▶ **Given exercise**
Pull out every line of the listing below that contains the string "reflection".

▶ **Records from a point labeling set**
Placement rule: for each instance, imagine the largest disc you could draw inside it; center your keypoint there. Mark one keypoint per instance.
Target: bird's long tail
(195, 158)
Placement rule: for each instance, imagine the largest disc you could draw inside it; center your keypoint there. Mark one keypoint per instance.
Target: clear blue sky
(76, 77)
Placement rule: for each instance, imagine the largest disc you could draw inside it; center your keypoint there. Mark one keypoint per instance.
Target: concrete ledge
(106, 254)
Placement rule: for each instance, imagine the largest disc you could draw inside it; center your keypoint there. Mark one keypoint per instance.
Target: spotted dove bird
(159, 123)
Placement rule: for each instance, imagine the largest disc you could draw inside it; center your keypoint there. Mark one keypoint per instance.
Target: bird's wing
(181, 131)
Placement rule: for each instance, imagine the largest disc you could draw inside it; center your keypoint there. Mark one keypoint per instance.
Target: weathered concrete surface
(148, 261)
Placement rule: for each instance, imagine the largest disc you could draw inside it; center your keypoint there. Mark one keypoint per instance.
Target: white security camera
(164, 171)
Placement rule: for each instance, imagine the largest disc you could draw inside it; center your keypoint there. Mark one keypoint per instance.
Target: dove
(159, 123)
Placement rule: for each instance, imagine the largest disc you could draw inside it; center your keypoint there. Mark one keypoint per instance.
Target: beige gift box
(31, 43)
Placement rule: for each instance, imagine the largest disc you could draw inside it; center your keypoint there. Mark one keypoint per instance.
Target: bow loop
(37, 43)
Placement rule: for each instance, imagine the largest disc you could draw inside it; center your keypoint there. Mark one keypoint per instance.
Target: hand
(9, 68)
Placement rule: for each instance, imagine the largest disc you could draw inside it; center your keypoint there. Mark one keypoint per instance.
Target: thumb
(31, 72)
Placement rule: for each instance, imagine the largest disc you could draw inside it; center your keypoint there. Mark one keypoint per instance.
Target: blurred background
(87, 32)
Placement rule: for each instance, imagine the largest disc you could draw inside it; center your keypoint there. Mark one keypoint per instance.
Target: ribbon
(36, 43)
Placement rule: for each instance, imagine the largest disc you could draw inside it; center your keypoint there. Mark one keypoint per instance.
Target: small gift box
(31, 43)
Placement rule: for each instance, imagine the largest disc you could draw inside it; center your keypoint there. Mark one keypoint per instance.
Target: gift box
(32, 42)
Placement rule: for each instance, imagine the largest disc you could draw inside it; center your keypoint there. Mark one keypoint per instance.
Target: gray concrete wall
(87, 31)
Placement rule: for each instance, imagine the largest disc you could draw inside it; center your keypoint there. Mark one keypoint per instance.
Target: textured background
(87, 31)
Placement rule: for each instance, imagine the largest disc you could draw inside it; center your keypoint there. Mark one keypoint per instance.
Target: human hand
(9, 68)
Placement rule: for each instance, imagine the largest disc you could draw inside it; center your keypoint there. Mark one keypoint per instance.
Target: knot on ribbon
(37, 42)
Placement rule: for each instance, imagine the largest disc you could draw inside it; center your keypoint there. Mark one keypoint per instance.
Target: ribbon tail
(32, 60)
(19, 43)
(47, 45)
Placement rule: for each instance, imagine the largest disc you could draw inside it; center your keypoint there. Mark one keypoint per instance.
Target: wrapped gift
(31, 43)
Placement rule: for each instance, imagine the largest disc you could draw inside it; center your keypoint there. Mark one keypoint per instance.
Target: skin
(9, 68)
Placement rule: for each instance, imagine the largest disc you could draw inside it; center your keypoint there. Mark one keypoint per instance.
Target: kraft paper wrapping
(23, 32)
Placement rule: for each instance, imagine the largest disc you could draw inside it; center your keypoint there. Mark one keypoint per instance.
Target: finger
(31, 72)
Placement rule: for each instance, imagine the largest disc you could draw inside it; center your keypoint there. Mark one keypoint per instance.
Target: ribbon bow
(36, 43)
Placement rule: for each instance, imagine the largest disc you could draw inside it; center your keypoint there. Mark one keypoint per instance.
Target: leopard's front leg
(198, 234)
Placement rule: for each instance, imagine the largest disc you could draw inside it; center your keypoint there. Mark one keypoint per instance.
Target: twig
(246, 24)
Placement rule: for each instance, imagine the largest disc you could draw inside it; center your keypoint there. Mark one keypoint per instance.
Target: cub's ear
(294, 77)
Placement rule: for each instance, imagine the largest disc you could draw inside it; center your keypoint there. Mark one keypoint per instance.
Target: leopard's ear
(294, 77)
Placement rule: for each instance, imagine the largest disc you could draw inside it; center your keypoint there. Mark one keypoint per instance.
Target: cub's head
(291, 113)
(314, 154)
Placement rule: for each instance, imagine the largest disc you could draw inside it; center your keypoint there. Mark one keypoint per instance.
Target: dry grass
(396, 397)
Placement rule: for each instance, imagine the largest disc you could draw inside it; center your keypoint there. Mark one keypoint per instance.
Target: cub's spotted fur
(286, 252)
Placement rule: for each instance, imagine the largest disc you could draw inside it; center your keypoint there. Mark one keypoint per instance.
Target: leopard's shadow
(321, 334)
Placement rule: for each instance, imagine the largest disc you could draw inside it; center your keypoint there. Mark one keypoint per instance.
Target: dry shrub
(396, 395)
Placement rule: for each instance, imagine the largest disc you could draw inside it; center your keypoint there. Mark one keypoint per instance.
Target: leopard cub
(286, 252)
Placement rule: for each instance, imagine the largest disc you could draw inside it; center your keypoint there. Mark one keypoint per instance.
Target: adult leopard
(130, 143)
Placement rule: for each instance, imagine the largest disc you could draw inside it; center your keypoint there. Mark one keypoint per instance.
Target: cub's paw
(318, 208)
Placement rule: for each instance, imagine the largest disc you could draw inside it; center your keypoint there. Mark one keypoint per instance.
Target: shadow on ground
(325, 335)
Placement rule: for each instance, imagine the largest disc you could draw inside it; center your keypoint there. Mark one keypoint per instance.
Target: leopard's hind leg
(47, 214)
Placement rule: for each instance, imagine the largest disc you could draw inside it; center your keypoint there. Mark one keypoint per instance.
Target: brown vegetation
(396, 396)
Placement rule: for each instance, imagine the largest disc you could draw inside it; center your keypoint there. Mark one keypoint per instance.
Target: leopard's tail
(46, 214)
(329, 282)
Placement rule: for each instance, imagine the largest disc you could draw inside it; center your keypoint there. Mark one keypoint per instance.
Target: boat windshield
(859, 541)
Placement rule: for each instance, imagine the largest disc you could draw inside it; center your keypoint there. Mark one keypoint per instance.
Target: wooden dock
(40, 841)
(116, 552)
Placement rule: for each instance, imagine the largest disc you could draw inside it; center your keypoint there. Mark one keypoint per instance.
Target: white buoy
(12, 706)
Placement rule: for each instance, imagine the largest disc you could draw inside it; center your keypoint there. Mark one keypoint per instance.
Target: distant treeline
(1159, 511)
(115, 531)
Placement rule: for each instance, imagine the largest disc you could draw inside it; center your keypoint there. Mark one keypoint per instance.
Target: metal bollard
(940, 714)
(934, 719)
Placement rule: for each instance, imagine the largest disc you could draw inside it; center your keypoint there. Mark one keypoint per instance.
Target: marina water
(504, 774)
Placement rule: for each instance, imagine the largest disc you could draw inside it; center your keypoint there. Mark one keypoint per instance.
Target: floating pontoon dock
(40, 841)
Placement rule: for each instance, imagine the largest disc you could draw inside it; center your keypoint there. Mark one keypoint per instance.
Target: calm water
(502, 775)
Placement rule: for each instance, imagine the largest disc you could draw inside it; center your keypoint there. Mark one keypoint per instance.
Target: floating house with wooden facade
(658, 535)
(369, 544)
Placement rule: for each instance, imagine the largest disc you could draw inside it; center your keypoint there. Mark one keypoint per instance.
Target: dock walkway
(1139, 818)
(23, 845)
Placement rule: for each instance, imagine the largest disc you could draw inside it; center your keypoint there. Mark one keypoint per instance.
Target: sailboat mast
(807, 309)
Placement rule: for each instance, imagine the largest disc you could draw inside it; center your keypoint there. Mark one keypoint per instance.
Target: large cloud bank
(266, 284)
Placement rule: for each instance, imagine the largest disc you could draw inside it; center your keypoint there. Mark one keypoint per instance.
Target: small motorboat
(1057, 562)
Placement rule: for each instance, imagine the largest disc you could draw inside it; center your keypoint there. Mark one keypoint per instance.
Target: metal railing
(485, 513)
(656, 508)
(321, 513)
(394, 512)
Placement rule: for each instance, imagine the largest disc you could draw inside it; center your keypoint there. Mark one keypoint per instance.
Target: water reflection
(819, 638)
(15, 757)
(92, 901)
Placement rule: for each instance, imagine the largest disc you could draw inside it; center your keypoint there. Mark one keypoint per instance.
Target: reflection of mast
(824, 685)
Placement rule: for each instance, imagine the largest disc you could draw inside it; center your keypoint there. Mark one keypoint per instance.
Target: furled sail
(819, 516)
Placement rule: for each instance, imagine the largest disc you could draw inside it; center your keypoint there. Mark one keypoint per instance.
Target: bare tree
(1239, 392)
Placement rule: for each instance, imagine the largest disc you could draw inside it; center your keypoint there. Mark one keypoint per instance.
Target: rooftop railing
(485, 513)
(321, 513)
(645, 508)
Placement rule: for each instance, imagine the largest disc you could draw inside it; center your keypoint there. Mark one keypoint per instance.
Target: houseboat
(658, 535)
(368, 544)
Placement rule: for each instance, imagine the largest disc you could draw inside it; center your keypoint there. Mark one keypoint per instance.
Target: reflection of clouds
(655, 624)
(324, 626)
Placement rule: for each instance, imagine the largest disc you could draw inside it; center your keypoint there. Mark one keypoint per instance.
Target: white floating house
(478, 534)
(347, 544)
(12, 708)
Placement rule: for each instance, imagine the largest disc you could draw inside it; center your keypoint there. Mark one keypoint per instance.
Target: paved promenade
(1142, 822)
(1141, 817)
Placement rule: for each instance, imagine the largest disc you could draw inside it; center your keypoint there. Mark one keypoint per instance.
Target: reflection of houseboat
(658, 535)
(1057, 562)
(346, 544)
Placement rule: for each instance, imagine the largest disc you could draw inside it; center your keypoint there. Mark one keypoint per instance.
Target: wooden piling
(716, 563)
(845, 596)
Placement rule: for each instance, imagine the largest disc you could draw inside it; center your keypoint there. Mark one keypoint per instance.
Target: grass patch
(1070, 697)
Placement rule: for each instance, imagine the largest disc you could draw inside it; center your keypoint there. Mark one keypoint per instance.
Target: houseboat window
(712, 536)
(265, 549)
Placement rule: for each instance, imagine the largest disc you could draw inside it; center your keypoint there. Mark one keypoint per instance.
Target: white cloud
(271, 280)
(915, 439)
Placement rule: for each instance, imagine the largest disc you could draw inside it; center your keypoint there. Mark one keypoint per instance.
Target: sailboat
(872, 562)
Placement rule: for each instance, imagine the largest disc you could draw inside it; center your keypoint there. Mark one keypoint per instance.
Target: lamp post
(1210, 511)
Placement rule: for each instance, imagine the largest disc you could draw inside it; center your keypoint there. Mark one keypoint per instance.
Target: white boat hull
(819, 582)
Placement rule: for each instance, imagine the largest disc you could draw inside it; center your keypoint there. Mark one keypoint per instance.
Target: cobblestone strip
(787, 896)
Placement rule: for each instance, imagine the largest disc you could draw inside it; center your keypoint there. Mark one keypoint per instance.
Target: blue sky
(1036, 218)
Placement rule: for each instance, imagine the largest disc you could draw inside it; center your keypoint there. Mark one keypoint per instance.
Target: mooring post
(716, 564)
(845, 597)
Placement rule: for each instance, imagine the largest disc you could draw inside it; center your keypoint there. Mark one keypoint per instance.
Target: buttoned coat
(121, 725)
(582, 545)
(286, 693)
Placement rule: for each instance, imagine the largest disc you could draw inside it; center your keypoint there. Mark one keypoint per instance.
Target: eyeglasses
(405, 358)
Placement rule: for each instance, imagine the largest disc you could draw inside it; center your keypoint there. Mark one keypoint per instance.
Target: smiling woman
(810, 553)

▶ **Output for this task**
Target: water reflection
Target: reflection of mast
Target: reflection of clouds
Target: reflection of houseboat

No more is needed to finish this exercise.